GOAL OF THE EXERCISE ▸
Since the pictures are not wanted, retype the listing below exactly and without them.
*****
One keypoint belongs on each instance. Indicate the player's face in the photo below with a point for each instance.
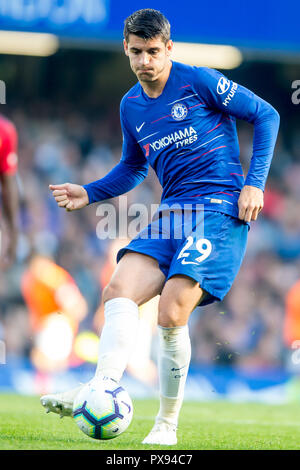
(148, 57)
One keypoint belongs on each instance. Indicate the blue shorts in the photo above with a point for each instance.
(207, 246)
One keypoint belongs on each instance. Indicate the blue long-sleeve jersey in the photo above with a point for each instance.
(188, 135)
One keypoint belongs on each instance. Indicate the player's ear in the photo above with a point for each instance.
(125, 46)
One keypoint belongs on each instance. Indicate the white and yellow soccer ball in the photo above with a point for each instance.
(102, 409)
*****
FINISHED TASK ▸
One keypoint belongs on each instance. Indicate the player's face in the photo below with a point for each instance.
(148, 57)
One keypoint belongs on each instance. Indicate the blue shorts in the photo above with a point for each instance.
(207, 246)
One keypoint belongs on each instance. Indicate the blue long-sleeve jersey in the photo above with a point for each instance.
(188, 135)
One keypoint belongs on each instance. Indicate the player's ear in the photo above with a point for each instance.
(125, 46)
One keypoint belongs on each instance. Indicate the white and yellow soccer ball in the photo above with a point for each instance.
(102, 409)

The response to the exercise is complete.